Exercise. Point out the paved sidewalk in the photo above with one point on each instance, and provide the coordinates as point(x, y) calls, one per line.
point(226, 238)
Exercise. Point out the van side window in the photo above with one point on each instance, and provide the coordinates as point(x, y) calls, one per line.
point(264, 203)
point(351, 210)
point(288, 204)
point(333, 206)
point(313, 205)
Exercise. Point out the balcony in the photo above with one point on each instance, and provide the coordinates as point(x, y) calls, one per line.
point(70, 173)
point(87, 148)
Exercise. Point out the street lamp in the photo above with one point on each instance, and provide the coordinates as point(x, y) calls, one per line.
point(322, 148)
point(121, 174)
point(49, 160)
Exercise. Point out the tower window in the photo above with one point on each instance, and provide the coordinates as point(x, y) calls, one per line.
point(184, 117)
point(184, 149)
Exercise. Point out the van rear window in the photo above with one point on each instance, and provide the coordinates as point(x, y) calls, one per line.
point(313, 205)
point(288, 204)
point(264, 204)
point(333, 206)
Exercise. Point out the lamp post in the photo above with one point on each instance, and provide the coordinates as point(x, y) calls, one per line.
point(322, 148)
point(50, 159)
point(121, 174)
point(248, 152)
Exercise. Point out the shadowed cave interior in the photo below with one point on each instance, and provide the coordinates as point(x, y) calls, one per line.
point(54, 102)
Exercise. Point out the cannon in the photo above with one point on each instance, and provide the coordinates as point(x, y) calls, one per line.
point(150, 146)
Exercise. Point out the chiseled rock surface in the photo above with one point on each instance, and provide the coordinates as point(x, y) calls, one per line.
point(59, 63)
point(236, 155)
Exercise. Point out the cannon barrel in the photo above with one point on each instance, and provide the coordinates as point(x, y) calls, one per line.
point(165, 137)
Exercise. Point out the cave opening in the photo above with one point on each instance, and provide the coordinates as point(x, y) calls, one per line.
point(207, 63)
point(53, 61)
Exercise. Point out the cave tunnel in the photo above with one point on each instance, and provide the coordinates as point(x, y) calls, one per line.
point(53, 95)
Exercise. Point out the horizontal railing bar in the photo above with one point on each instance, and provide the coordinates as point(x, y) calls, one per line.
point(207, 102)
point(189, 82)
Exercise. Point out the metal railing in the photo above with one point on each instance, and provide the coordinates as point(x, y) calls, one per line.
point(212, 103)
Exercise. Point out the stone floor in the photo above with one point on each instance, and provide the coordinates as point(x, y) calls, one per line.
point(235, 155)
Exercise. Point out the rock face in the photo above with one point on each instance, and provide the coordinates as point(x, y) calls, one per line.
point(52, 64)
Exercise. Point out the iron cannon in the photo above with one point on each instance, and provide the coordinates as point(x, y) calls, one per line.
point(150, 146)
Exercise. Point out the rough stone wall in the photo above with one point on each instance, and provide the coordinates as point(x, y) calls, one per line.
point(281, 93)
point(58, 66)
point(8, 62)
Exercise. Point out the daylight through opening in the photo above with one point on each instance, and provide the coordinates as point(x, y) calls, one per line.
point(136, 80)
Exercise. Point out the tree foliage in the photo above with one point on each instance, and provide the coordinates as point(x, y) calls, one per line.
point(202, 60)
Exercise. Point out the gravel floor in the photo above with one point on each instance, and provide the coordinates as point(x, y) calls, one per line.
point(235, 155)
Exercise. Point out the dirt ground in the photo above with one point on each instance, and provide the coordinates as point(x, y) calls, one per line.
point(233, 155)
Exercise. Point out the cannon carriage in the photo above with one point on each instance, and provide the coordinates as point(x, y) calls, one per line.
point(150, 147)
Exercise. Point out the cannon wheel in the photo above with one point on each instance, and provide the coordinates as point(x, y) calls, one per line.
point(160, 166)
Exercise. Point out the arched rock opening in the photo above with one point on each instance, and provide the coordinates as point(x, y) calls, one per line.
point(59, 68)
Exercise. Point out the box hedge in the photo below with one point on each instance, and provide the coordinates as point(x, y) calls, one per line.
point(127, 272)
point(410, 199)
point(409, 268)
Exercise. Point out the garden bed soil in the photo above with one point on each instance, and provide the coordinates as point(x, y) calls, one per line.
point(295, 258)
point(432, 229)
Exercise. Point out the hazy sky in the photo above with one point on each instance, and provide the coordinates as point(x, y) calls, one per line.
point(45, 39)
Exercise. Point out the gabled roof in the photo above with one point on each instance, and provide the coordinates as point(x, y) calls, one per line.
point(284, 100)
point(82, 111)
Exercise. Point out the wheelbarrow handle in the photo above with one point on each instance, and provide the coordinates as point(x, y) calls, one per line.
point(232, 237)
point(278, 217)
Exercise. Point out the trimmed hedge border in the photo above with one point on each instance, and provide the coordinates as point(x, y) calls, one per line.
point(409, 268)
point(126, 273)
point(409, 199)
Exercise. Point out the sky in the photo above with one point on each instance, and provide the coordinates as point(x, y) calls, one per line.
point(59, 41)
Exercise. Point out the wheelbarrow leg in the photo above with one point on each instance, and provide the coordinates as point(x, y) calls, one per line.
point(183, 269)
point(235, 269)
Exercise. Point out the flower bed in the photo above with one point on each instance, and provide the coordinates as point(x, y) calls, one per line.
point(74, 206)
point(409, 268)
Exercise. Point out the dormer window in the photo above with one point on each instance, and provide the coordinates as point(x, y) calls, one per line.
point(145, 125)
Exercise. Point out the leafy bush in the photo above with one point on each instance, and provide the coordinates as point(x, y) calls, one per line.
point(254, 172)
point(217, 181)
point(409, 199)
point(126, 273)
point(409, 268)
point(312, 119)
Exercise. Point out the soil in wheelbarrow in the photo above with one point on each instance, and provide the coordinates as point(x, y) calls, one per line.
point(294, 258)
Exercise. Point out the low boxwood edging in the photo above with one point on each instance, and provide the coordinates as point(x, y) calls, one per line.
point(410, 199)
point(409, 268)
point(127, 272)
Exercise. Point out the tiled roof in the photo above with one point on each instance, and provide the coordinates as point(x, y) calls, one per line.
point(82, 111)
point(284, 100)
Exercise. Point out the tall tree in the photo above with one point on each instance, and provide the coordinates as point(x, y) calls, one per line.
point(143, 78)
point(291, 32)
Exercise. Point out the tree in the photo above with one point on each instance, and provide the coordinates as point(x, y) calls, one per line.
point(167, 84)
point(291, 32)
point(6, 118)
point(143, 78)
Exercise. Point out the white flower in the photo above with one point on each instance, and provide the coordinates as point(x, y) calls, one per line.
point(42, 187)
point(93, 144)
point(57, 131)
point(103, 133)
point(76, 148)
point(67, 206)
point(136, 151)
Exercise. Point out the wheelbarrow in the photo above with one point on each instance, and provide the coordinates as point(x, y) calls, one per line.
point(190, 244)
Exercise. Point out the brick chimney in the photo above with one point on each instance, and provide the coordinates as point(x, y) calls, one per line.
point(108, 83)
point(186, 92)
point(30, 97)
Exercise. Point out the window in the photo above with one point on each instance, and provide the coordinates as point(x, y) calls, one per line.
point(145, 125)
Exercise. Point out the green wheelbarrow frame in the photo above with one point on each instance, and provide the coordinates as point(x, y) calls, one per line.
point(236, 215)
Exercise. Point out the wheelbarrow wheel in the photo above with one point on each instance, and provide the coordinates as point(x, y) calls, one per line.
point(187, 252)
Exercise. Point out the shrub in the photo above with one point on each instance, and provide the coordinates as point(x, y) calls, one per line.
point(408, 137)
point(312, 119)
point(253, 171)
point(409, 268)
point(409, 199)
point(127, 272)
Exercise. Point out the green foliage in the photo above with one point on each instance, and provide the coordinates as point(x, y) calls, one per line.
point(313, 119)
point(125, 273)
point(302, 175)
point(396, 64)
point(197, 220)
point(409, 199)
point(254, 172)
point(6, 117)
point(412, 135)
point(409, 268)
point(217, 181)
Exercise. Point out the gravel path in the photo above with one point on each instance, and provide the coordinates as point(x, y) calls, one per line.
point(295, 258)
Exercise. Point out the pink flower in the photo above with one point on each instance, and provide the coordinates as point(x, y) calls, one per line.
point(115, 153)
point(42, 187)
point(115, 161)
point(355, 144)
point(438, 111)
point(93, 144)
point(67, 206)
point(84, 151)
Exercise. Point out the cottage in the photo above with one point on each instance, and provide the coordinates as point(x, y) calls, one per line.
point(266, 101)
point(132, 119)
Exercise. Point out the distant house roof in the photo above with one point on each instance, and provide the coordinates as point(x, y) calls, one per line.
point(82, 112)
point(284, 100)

--------

Brief: Rewrite the records above as a numbered list, taking only the lines from the one with "Exercise. Point out the tall" up to and including the one with "point(30, 97)", and omit any blank lines.

Answer:
1. Exercise. Point out the tall tree in the photo above with one point on each instance, and provide the coordinates as point(x, y) calls, one per line.
2. point(143, 78)
3. point(291, 32)
4. Exercise. Point out the tree in the photo above with one point on each instance, and provide the coordinates as point(x, y) calls, one per line.
5. point(167, 84)
6. point(291, 32)
7. point(6, 118)
8. point(143, 78)
9. Exercise. Point out the white flower in the photo above with one point on each instance, and provide the coordinates as point(x, y) calls, one per line.
10. point(42, 187)
11. point(93, 144)
12. point(57, 131)
13. point(103, 133)
14. point(76, 148)
15. point(67, 206)
16. point(136, 151)
17. Exercise. Point out the wheelbarrow in the photo above with one point on each instance, and provide the coordinates as point(x, y) calls, one per line.
18. point(190, 244)
19. Exercise. Point out the brick chimney in the photo above with one point on each instance, and provide the coordinates as point(x, y) calls, one per line.
20. point(108, 83)
21. point(186, 92)
22. point(30, 97)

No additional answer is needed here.